**TASK**
Rewrite the stretch from the line containing "Search the above image for: dark brown soil" through the end of the material, replacing "tray" with "container" and keeping everything else the same.

**PROVIDED MATERIAL**
=-=-=

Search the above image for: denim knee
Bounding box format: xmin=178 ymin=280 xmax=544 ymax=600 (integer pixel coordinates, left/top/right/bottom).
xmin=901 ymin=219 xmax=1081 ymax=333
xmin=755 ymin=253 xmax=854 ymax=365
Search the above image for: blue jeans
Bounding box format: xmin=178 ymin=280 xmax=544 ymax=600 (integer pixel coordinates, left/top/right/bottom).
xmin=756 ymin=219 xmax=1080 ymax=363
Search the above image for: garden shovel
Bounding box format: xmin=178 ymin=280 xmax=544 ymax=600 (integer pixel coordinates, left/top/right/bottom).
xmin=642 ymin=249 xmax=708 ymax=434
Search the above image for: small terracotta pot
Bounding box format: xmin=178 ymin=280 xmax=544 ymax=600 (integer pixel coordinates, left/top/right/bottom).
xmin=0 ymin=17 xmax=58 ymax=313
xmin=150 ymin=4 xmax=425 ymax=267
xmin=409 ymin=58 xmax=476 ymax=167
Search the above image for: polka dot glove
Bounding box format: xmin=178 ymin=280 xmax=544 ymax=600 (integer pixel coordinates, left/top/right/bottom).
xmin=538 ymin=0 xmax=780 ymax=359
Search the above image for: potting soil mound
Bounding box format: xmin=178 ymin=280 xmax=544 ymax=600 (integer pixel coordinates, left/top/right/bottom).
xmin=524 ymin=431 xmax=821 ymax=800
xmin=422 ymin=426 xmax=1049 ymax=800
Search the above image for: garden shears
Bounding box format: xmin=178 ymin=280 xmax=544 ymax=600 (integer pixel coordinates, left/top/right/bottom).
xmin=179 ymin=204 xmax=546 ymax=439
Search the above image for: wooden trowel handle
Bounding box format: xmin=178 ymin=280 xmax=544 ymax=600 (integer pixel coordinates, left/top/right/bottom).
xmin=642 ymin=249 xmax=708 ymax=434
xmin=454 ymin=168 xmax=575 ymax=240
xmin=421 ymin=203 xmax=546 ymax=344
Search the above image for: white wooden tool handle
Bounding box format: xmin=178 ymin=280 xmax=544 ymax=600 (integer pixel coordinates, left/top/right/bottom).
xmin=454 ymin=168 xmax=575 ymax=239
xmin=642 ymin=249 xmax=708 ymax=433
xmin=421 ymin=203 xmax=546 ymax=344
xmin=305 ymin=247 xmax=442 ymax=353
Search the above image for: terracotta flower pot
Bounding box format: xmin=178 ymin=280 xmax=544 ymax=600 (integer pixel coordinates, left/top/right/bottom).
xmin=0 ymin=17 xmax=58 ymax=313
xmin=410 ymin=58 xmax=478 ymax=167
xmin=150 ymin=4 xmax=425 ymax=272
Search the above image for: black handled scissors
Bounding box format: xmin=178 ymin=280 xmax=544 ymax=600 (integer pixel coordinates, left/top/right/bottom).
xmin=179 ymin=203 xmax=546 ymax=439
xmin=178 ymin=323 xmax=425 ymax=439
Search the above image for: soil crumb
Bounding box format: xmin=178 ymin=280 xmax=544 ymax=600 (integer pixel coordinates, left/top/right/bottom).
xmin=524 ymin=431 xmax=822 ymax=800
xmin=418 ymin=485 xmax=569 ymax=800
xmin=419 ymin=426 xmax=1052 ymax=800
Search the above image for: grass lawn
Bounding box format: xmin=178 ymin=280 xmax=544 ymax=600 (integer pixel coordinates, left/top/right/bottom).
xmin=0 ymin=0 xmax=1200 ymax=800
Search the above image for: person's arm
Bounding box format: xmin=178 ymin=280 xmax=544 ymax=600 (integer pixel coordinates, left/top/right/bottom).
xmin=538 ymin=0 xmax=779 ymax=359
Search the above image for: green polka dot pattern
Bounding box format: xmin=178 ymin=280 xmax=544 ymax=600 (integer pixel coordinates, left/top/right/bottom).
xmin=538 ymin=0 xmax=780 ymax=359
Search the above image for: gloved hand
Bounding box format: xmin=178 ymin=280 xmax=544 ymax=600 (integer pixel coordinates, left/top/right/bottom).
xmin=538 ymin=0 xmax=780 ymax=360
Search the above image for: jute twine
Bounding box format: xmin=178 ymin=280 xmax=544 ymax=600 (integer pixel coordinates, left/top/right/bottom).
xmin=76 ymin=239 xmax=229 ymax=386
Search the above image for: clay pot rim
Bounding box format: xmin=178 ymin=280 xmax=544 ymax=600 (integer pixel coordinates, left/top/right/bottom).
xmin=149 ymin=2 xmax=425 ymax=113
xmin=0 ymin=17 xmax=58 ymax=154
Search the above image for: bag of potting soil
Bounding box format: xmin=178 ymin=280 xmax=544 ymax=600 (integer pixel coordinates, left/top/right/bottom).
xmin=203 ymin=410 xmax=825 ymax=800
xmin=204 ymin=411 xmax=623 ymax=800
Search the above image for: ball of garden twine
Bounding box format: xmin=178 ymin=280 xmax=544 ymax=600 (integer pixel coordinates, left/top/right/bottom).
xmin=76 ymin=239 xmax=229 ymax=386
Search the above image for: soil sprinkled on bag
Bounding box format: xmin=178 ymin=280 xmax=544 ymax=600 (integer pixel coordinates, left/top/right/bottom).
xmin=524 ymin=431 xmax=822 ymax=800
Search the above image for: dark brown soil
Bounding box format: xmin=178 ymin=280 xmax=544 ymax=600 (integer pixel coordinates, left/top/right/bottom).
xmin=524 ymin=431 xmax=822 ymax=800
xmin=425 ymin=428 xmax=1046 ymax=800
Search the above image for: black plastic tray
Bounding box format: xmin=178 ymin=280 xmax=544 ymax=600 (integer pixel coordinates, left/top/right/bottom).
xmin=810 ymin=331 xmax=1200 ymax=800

=-=-=

**FINAL RESULT**
Search the above image for: dark brown soil
Bounding box format: xmin=178 ymin=280 xmax=544 ymax=600 (integer pixel coordinates, left/top/right/bottom).
xmin=524 ymin=431 xmax=822 ymax=800
xmin=425 ymin=428 xmax=1046 ymax=800
Search the above image for: black plastic container
Bounding box format: xmin=178 ymin=280 xmax=544 ymax=600 (integer pixel coordinates, left/top/right/bottom).
xmin=810 ymin=331 xmax=1200 ymax=800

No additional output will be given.